## Instruction:
Return the listing below in full, with every line exactly as it is.

## Given data:
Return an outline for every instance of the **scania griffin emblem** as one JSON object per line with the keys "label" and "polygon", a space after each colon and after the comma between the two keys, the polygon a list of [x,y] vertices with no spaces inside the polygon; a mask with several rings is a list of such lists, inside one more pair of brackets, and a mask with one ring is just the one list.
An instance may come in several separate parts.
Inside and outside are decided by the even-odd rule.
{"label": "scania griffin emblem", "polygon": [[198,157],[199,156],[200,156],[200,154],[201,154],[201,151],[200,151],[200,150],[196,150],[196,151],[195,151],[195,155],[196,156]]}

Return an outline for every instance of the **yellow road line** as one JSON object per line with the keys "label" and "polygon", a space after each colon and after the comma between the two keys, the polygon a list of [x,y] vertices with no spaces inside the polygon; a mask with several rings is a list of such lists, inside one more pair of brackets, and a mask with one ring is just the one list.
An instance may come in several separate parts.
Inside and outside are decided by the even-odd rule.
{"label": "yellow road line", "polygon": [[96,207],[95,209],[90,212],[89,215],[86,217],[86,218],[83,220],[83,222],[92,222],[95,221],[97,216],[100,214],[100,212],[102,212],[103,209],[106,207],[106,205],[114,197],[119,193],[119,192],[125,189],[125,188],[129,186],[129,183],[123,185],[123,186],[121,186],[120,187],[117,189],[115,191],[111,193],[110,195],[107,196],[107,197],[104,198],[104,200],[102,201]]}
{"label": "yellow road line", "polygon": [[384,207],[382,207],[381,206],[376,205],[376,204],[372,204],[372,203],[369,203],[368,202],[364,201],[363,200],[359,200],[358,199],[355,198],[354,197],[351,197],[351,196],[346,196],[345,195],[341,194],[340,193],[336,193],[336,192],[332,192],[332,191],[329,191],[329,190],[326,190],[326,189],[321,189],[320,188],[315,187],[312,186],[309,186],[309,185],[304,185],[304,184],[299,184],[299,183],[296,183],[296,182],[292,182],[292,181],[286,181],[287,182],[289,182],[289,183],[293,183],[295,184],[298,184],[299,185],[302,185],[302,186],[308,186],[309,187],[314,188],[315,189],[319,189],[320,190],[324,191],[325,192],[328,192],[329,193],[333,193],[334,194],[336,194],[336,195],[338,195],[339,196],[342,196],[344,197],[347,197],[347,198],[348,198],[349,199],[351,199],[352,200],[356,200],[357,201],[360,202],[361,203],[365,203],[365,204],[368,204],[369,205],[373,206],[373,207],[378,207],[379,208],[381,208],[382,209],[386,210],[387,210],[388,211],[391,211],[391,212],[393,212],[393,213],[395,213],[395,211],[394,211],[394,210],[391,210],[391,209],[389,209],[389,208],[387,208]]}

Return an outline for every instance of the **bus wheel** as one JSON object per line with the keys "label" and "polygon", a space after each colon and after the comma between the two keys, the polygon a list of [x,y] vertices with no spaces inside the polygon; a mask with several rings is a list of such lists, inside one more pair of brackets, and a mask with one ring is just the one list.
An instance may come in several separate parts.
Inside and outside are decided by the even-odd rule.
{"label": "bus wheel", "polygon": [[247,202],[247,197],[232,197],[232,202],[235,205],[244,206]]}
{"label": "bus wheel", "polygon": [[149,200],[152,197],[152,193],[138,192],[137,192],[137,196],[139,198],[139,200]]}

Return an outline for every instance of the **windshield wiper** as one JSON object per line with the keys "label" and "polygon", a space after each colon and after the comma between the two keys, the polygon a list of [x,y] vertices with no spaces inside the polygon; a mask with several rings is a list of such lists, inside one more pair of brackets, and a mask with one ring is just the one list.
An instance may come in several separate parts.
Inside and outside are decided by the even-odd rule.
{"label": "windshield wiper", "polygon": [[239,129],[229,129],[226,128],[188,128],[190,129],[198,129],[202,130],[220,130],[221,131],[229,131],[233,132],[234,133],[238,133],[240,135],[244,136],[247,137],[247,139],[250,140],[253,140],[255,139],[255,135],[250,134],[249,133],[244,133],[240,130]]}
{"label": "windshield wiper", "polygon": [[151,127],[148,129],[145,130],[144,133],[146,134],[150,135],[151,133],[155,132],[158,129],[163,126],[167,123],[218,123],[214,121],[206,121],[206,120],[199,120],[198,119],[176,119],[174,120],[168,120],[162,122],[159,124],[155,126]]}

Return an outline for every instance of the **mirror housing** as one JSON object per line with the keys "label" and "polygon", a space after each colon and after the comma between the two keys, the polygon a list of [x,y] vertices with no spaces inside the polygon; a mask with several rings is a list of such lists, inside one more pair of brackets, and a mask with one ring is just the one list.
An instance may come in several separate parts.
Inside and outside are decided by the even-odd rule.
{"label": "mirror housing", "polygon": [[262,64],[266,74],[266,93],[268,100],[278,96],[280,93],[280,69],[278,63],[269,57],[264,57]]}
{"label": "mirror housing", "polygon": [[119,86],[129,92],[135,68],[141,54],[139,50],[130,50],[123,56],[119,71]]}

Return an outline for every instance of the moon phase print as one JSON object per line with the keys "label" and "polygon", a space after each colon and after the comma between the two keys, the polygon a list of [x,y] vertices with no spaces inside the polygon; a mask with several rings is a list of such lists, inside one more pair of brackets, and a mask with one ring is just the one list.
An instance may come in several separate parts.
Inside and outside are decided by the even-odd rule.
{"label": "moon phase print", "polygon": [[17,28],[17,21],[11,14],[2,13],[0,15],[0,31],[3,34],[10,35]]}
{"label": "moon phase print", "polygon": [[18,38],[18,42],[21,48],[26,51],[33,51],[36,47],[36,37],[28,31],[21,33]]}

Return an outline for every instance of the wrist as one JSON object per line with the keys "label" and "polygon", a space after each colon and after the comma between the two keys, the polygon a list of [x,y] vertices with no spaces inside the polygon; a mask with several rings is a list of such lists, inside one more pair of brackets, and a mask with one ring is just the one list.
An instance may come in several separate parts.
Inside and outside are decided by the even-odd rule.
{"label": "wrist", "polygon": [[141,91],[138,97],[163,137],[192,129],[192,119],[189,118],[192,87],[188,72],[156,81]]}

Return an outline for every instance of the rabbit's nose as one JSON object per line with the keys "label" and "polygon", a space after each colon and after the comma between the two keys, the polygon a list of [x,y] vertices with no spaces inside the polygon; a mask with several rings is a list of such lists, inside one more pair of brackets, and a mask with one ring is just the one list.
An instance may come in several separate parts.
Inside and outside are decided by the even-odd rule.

## Response to the task:
Return an outline for every instance of the **scania griffin emblem** as one JSON object per line with the keys "label" and "polygon", a space after each colon and after the comma between the two keys, the polygon a list of [x,y] vertices with no spaces inside the polygon; a mask with several rings is a list of such lists, inside one more pair of brackets, and a mask with one ring is just the one list.
An instance may come in several separate parts.
Inside and outside are decided by the even-odd rule.
{"label": "scania griffin emblem", "polygon": [[198,157],[199,156],[200,156],[200,154],[201,154],[201,151],[200,151],[200,150],[196,150],[196,151],[195,151],[195,155],[196,156]]}

Return an outline for every instance of the **yellow road line** as one JSON object per line with the keys "label" and "polygon", a space after each colon and after the comma between the two keys, the polygon a list of [x,y] vertices with no spaces inside the polygon; a mask with several rings is a list of such lists, inside one more pair of brackets, and a mask with one ring is just the one list.
An instance may come in several separate parts.
Inside and outside are decided by the even-odd rule.
{"label": "yellow road line", "polygon": [[96,207],[95,209],[90,212],[89,215],[86,217],[86,218],[83,220],[83,222],[92,222],[95,221],[97,216],[100,214],[100,212],[102,212],[103,209],[106,207],[106,205],[114,197],[119,193],[119,192],[125,189],[125,188],[129,186],[129,183],[123,185],[123,186],[121,186],[120,187],[117,189],[115,191],[111,193],[110,195],[107,196],[107,197],[104,198],[104,200],[102,201]]}
{"label": "yellow road line", "polygon": [[384,207],[382,207],[381,206],[376,205],[376,204],[372,204],[372,203],[369,203],[368,202],[364,201],[363,200],[359,200],[358,199],[355,198],[354,197],[351,197],[351,196],[346,196],[345,195],[341,194],[340,193],[336,193],[336,192],[332,192],[332,191],[329,191],[329,190],[326,190],[326,189],[321,189],[320,188],[315,187],[312,186],[309,186],[309,185],[304,185],[304,184],[299,184],[299,183],[296,183],[296,182],[292,182],[292,181],[286,181],[287,182],[289,182],[289,183],[293,183],[295,184],[298,184],[299,185],[302,185],[302,186],[308,186],[309,187],[314,188],[315,189],[319,189],[320,190],[324,191],[325,192],[328,192],[329,193],[333,193],[334,194],[336,194],[336,195],[338,195],[339,196],[342,196],[344,197],[347,197],[347,198],[348,198],[349,199],[351,199],[352,200],[356,200],[357,201],[360,202],[361,203],[365,203],[365,204],[368,204],[369,205],[373,206],[373,207],[378,207],[379,208],[381,208],[382,209],[386,210],[387,210],[388,211],[391,211],[391,212],[393,212],[393,213],[395,213],[395,211],[394,211],[394,210],[391,210],[391,209],[389,209],[389,208],[387,208]]}

Return an outline for every instance of the **bus wheel** as one JSON object per line with the keys "label" and "polygon", a space after each colon and after the comma between the two keys, the polygon a list of [x,y] vertices with no spaces inside the polygon; a mask with several rings is a list of such lists, inside one more pair of brackets, and a mask with one ring is just the one list.
An instance may come in several separate parts.
Inside and outside are decided by the even-odd rule.
{"label": "bus wheel", "polygon": [[247,202],[247,197],[232,197],[232,202],[235,205],[244,206]]}
{"label": "bus wheel", "polygon": [[149,200],[152,197],[152,193],[138,192],[137,192],[137,196],[139,198],[139,200]]}

Return an outline for every instance of the **windshield wiper** as one JSON object per line with the keys "label" and "polygon", a space after each colon and after the comma between the two keys, the polygon a list of [x,y] vertices with no spaces inside the polygon; a mask with several rings is a list of such lists, inside one more pair of brackets, and a mask with one ring is just the one list.
An instance may come in several separate parts.
Inside and outside are decided by the even-odd rule.
{"label": "windshield wiper", "polygon": [[239,129],[229,129],[226,128],[188,128],[190,129],[198,129],[202,130],[220,130],[221,131],[229,131],[233,132],[234,133],[238,133],[240,135],[244,136],[247,137],[247,139],[250,140],[253,140],[255,139],[255,135],[250,134],[249,133],[244,133],[240,130]]}
{"label": "windshield wiper", "polygon": [[151,127],[148,129],[145,130],[144,133],[146,134],[150,135],[151,133],[155,132],[158,129],[163,126],[167,123],[218,123],[214,121],[206,121],[206,120],[199,120],[198,119],[176,119],[174,120],[168,120],[162,122],[159,124],[155,126]]}

Return an outline for every instance of the **mirror housing** as one JSON object per line with the keys "label" and "polygon", a space after each colon and after the comma between the two keys, the polygon a list of [x,y] vertices with no spaces inside the polygon; a mask with several rings is a list of such lists, inside one more pair of brackets, and a mask with one ring is just the one list.
An instance may come in several separate parts.
Inside and outside are decided by the even-odd rule.
{"label": "mirror housing", "polygon": [[262,64],[266,74],[266,93],[268,100],[278,96],[280,93],[280,69],[278,63],[269,57],[264,57]]}
{"label": "mirror housing", "polygon": [[119,86],[129,92],[135,68],[141,54],[139,50],[130,50],[123,56],[119,71]]}

Return an outline for every instance of the moon phase print as one JSON object per line with the keys "label" and "polygon", a space after each colon and after the comma between the two keys, the polygon a list of [x,y] vertices with no spaces inside the polygon; a mask with several rings is a list of such lists, inside one more pair of brackets, and a mask with one ring is just the one list.
An instance may come in several separate parts.
Inside and outside are decided by the even-odd rule.
{"label": "moon phase print", "polygon": [[17,28],[17,21],[11,14],[2,13],[0,15],[0,31],[3,34],[10,35]]}
{"label": "moon phase print", "polygon": [[18,38],[18,42],[21,48],[26,51],[33,51],[36,47],[36,37],[28,31],[21,33]]}

Return an outline for every instance of the wrist as one JSON object per line with the keys "label" and "polygon", a space after each colon and after the comma between the two keys, the polygon a list of [x,y] vertices with no spaces inside the polygon; a mask with several rings is a list of such lists, inside one more pair of brackets, and a mask with one ring is just the one list.
An instance may come in several separate parts.
Inside and outside are decided by the even-odd rule.
{"label": "wrist", "polygon": [[141,91],[138,97],[163,137],[192,129],[192,119],[189,118],[192,87],[188,72],[156,81]]}

Return an outline for every instance of the rabbit's nose as one JSON object per line with the keys "label" and "polygon", a space after each colon and after the comma between the two keys, the polygon a list of [x,y] vertices with no spaces inside the polygon; a mask with several rings is a list of such lists, inside one more pair of brackets, and a mask with one ring is just the one list.
An instance may come in several separate parts.
Inside and outside are decided by the even-odd rule.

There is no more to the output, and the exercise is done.